* Dettagli del quesito
Nel testo fornito sul lavoro agile, qual è oggi il criterio per misurare la produttività?
:: Testo fornito
C’è poi un modello culturale e aziendale difficile da scardinare. “Oggi la produttività si misura in modo diverso. Non calcolando le ore di lavoro, ma il raggiungimento dei task assegnati al lavoratore. Gli smartwoker devono essere in grado di gestire il proprio tempo in autonomia per l’esecuzione dei propri compiti: in sostanza, devono decidere loro quale parte della giornata dedicare al lavoro e quale al riposo, sempre in funzione degli obiettivi da portare a termine”, puntualizzare il ceo di Docebo. Che aggiunge: “Quando poi gli obiettivi sono troppi e il carico di lavoro tende ad aumentare eccessivamente, è compito del manager che ha assegnato i task ridefinire il tutto. A volte ci sono capi incapaci di gestire tempo e risorse umane in modo efficiente. Anche loro andrebbero istruiti”
::::
:: Dati forniti
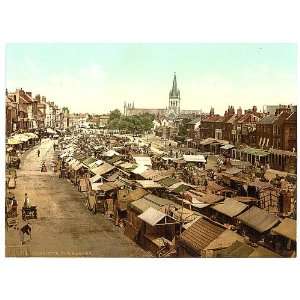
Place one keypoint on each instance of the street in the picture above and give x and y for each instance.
(64, 227)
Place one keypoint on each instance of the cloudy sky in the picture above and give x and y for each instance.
(97, 78)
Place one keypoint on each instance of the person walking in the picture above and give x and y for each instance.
(26, 201)
(26, 229)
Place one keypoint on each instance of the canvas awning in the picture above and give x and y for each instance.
(143, 160)
(103, 169)
(110, 153)
(140, 169)
(258, 219)
(95, 178)
(14, 141)
(287, 228)
(148, 184)
(77, 166)
(227, 147)
(51, 131)
(230, 207)
(194, 158)
(152, 216)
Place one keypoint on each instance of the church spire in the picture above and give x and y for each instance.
(174, 93)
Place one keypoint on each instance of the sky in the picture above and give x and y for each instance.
(97, 78)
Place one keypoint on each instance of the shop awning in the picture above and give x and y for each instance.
(152, 216)
(227, 147)
(13, 141)
(51, 131)
(194, 158)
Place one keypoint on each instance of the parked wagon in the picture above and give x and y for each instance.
(29, 213)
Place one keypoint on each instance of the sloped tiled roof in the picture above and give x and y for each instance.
(201, 234)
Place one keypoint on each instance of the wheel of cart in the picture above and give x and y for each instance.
(29, 213)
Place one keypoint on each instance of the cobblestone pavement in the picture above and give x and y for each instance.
(65, 227)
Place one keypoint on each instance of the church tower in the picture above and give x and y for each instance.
(174, 98)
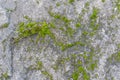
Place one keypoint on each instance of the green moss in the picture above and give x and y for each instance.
(87, 4)
(4, 25)
(118, 5)
(4, 76)
(78, 25)
(71, 1)
(39, 65)
(47, 74)
(57, 4)
(115, 57)
(103, 0)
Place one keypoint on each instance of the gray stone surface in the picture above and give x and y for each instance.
(19, 61)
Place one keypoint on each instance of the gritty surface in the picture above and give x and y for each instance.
(18, 61)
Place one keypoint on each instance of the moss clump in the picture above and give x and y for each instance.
(4, 25)
(4, 76)
(118, 5)
(103, 0)
(71, 1)
(115, 57)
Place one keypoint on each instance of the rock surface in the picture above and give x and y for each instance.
(26, 60)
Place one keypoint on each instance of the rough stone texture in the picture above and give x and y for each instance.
(19, 60)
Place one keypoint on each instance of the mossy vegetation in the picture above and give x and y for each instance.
(4, 76)
(4, 25)
(71, 1)
(59, 22)
(103, 1)
(114, 58)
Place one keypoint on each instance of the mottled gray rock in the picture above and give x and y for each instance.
(27, 60)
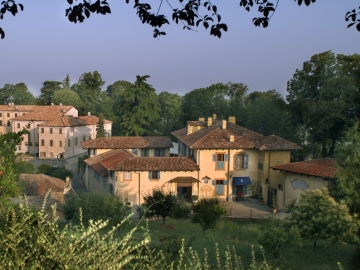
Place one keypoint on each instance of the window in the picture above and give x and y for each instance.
(241, 161)
(220, 159)
(127, 176)
(144, 152)
(159, 152)
(219, 186)
(154, 175)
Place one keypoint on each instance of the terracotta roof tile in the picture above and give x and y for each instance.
(156, 164)
(128, 142)
(215, 137)
(322, 167)
(37, 113)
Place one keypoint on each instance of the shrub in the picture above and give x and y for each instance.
(207, 212)
(95, 206)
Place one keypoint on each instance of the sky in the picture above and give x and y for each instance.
(41, 44)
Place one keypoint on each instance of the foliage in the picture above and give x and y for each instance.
(159, 203)
(139, 108)
(23, 167)
(275, 235)
(28, 240)
(319, 217)
(207, 212)
(347, 182)
(17, 94)
(95, 206)
(320, 96)
(100, 129)
(67, 97)
(9, 186)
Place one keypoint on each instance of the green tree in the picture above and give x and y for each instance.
(89, 90)
(9, 186)
(207, 212)
(47, 92)
(17, 94)
(347, 181)
(67, 97)
(319, 98)
(100, 129)
(139, 108)
(159, 203)
(319, 217)
(170, 113)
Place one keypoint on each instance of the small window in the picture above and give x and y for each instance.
(127, 176)
(154, 175)
(144, 152)
(220, 159)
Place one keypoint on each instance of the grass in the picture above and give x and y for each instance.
(243, 236)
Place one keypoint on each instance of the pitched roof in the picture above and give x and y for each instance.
(322, 167)
(128, 142)
(37, 113)
(156, 164)
(71, 121)
(215, 137)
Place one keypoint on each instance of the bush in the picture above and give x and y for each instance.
(207, 212)
(95, 206)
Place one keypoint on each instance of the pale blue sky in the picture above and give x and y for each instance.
(41, 44)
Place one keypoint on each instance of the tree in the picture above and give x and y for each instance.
(193, 13)
(319, 217)
(48, 91)
(89, 90)
(67, 97)
(9, 186)
(139, 108)
(159, 203)
(320, 96)
(17, 94)
(100, 129)
(347, 181)
(207, 212)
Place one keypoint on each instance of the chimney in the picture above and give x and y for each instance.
(209, 121)
(188, 129)
(232, 119)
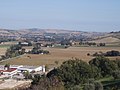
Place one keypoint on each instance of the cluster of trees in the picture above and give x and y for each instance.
(13, 51)
(108, 53)
(77, 74)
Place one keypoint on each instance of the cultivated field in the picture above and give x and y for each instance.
(60, 55)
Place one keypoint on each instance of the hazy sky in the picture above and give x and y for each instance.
(83, 15)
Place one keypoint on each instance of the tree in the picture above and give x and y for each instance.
(73, 72)
(105, 66)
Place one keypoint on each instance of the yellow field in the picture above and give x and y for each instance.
(60, 55)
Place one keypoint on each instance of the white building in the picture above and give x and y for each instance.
(32, 68)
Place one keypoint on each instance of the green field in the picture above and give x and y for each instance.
(59, 55)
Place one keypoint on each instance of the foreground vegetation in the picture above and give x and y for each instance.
(79, 75)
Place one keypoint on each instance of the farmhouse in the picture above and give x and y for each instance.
(12, 70)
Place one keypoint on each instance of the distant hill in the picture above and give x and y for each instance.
(37, 32)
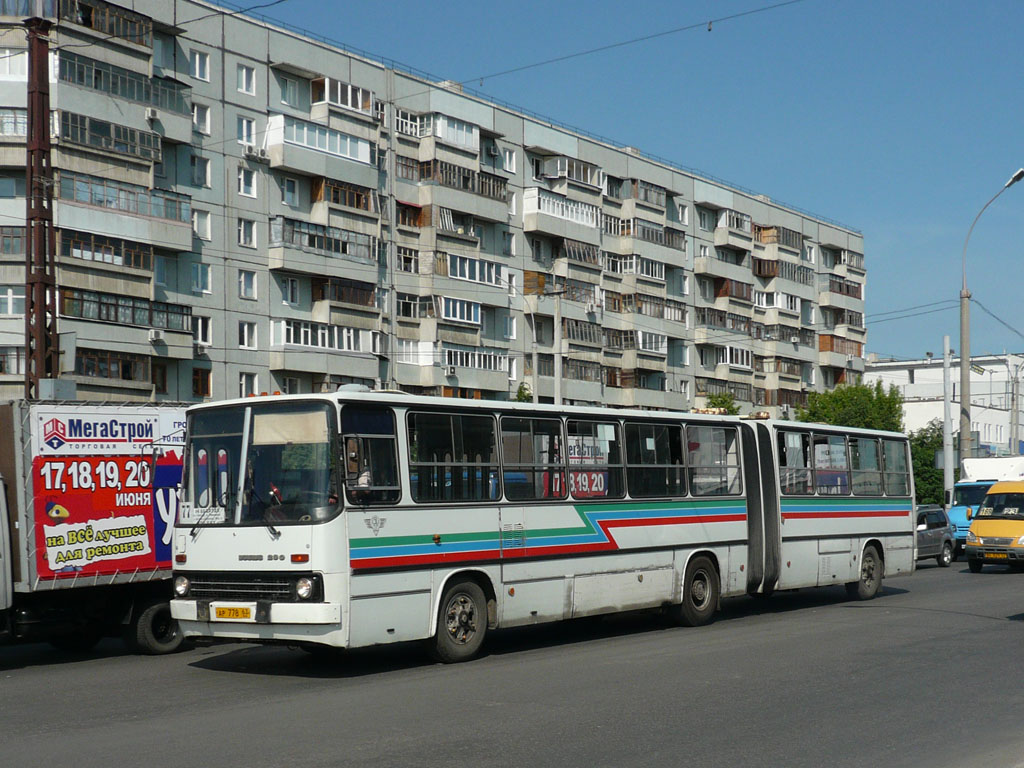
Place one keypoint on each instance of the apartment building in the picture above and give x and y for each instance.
(241, 208)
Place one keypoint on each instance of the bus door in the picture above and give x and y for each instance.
(762, 510)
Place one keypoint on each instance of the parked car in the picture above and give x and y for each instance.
(935, 537)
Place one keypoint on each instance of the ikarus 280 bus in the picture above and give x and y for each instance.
(353, 519)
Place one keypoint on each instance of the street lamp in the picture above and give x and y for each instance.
(965, 361)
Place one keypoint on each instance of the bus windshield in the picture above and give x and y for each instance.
(261, 464)
(1004, 506)
(969, 496)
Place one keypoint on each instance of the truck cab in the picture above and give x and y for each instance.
(967, 498)
(996, 535)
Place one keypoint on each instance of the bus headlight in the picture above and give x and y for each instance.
(304, 588)
(181, 586)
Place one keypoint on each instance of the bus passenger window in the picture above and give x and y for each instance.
(595, 460)
(713, 460)
(531, 453)
(897, 477)
(795, 463)
(864, 466)
(654, 456)
(832, 470)
(453, 457)
(373, 466)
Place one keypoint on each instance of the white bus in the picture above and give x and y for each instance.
(353, 519)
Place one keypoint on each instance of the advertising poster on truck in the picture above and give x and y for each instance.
(98, 509)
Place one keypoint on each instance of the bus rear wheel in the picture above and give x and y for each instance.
(700, 591)
(870, 576)
(462, 624)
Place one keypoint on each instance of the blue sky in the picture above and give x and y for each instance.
(897, 118)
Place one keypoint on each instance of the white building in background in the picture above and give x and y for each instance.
(991, 395)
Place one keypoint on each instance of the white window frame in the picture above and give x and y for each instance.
(247, 232)
(199, 65)
(289, 87)
(246, 129)
(247, 285)
(248, 335)
(201, 126)
(246, 79)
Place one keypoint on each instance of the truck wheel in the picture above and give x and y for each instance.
(870, 576)
(946, 556)
(153, 631)
(462, 623)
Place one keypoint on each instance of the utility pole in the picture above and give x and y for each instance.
(947, 426)
(41, 341)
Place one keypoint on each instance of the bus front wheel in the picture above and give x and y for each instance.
(700, 590)
(462, 623)
(870, 576)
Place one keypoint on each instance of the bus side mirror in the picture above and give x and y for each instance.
(353, 457)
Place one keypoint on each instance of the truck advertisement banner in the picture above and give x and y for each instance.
(97, 507)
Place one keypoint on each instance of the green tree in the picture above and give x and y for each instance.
(928, 478)
(723, 400)
(856, 406)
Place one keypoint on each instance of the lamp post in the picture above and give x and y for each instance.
(965, 361)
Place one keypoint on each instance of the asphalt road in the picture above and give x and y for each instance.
(931, 673)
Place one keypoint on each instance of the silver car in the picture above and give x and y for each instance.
(935, 537)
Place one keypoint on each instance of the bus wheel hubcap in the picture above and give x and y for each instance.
(461, 619)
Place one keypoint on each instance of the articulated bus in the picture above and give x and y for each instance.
(358, 518)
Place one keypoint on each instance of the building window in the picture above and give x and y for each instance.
(160, 378)
(201, 382)
(202, 330)
(201, 171)
(289, 92)
(199, 65)
(201, 278)
(160, 270)
(12, 299)
(247, 80)
(290, 192)
(247, 182)
(247, 232)
(291, 291)
(201, 223)
(247, 335)
(247, 284)
(248, 384)
(246, 130)
(201, 118)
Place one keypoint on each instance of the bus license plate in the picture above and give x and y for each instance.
(233, 612)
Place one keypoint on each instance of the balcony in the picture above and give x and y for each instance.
(460, 187)
(94, 204)
(139, 323)
(555, 215)
(314, 249)
(734, 229)
(313, 150)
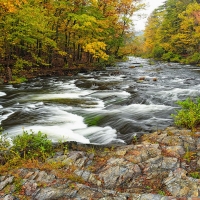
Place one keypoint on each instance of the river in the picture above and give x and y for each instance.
(101, 107)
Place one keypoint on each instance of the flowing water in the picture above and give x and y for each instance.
(101, 107)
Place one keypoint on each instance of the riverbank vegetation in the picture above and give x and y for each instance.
(37, 36)
(37, 146)
(172, 33)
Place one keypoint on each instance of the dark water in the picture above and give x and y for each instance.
(115, 103)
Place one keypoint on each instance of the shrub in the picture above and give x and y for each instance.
(32, 146)
(158, 52)
(189, 114)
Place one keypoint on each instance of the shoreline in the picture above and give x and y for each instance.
(161, 165)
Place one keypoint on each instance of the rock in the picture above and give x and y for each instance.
(154, 79)
(5, 181)
(140, 171)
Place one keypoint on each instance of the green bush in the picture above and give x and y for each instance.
(31, 146)
(189, 114)
(194, 59)
(25, 146)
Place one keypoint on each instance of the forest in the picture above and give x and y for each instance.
(172, 33)
(41, 35)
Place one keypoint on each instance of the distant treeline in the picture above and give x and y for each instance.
(63, 33)
(172, 33)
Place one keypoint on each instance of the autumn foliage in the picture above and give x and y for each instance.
(62, 33)
(173, 32)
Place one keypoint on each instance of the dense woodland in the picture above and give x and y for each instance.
(42, 34)
(172, 33)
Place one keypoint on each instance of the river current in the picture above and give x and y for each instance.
(101, 107)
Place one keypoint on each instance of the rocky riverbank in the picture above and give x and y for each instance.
(163, 165)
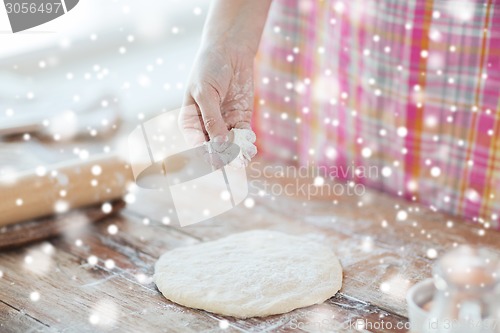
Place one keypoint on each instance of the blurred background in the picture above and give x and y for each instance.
(133, 56)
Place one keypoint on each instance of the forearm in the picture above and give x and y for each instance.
(238, 22)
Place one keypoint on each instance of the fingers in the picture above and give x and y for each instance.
(208, 101)
(191, 123)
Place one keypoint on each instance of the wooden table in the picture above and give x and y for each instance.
(54, 285)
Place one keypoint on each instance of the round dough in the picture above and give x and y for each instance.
(250, 274)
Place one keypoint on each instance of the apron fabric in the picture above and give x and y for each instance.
(408, 87)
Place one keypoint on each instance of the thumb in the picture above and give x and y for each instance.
(208, 102)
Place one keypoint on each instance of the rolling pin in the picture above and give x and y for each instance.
(62, 187)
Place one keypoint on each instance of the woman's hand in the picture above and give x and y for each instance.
(219, 94)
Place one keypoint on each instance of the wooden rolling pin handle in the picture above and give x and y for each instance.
(73, 184)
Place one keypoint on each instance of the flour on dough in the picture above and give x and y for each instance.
(250, 274)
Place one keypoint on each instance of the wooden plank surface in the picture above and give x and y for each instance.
(98, 278)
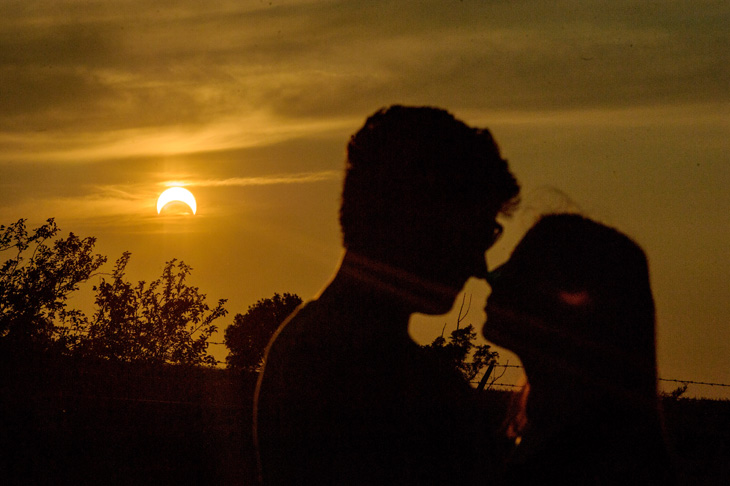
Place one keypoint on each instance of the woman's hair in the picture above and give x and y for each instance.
(591, 284)
(586, 287)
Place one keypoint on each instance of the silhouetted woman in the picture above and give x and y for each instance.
(575, 304)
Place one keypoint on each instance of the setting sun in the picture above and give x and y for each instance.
(177, 194)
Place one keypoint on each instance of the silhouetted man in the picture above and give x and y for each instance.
::::
* Sezione risposta
Non il calcolo delle ore di lavoro, ma il raggiungimento dei task assegnati al lavoratore.